(WHAT IS EXPECTED) Transcribe each line below verbatim; pictures excluded.

(GIVEN DATA)
-=-=-
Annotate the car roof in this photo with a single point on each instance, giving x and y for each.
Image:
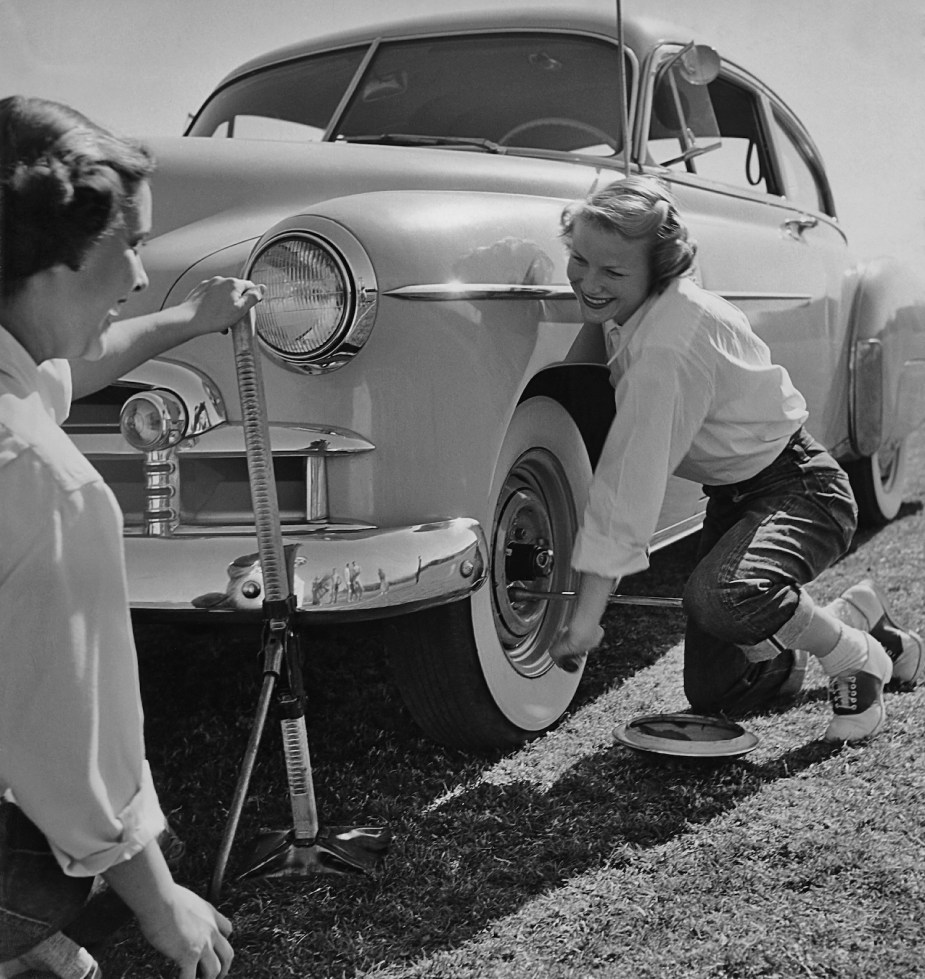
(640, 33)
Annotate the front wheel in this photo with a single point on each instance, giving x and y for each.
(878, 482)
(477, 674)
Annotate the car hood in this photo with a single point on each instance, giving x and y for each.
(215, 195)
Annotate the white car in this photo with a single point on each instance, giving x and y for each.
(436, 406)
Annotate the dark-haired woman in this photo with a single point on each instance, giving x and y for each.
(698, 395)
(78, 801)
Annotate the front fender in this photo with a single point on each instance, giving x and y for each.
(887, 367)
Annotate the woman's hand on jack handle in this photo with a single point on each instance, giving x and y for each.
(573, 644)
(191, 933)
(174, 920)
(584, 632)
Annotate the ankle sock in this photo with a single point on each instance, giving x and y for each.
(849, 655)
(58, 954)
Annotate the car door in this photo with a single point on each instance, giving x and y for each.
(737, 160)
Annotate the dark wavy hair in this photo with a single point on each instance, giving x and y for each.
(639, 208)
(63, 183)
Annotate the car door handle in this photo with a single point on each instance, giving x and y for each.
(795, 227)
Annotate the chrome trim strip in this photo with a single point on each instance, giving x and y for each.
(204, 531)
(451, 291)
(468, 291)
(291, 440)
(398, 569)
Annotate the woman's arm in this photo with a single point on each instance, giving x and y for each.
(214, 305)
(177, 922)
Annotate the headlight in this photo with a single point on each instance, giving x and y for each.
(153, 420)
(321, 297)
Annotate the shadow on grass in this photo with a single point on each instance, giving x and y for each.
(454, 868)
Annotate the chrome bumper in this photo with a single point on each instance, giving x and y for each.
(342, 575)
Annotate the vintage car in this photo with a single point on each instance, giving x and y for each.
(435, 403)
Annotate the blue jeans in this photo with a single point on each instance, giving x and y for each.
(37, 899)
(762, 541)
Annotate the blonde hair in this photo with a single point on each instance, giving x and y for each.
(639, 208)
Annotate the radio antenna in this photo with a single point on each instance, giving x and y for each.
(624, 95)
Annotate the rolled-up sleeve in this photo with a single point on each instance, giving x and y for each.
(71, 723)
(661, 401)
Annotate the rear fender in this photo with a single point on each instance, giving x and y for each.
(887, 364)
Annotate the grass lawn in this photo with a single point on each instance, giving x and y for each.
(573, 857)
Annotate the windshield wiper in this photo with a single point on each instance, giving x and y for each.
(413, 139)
-=-=-
(EXERCISE RESPONSE)
Annotate the car roof in this photo with a single point on each instance, giving x and y for each.
Image:
(640, 33)
Annotate the front wheel in this photo with a single point on each instance, giving x and y for each.
(878, 482)
(477, 674)
Annotate the car hood in this photo with a single point on each instance, giving x and y for each.
(215, 195)
Annotate the white car in this photo with a single point on each instance, giving x and y for each.
(436, 406)
Annotate the dark-haired woman in this photo with a single point on each instance, giving x and y for each.
(698, 395)
(78, 801)
Annotate the front fender in this photo with a single point on each instance, giving x and y for each.
(887, 367)
Annotate the woman's hand on jack handle in this photo with a single point on each instance, giving x and y for each.
(573, 644)
(191, 933)
(174, 920)
(584, 632)
Annotate the ankle sock in this photo with a single point on each instance, giving x and y for each.
(849, 655)
(58, 954)
Annotate the car door in this photo with a single point on each instance, giving x and y for each.
(737, 160)
Annotate the dark wavy hair in this photo with a single point on each instance, giving x and y for each.
(639, 208)
(63, 183)
Annotate the car door handle in this photo with a single point on each instance, giving x and y for each.
(795, 227)
Annotate the chrome trim strip in this photo with a single point on each instance, giving x and y for each.
(204, 531)
(451, 291)
(468, 291)
(291, 440)
(398, 569)
Annotate the woman's arm in this photo with a single point on each instance, giving x and y for each.
(214, 305)
(177, 922)
Annotate the headlight in this photo with a single point on each instance, giving x and y for each.
(153, 420)
(321, 297)
Annotate the shadow on grass in this photo with a single point on each instance, giving x and y for each.
(454, 868)
Annotate the chrome bumper in this photo with a single point on each instance, giving x and y for each.
(342, 575)
Annotate the vintage car in this photo with a single point on each instance, giving x and y for each.
(435, 403)
Annotate the blue jeans in this photo with a single point on each instance, giving x and y for each.
(37, 899)
(762, 541)
Annotate the blonde hair in this photo with a single point on each instance, giving x and y for each.
(639, 208)
Annotate the radio antenna in this photo with a single point on each instance, giving x and y for each.
(624, 95)
Annotate the rolled-up sleeve in this photo with a single point on each instance, giving x and y for each.
(71, 723)
(661, 401)
Annotate the rear fender in this photo with a single point on each instance, giving x and y for each.
(887, 364)
Annotate the grass lawn in this photo with a single point on each instance, giving x and y for each.
(573, 857)
Annotate the windshield wiper in this photo with a single point on each instance, giving x and y for each.
(413, 139)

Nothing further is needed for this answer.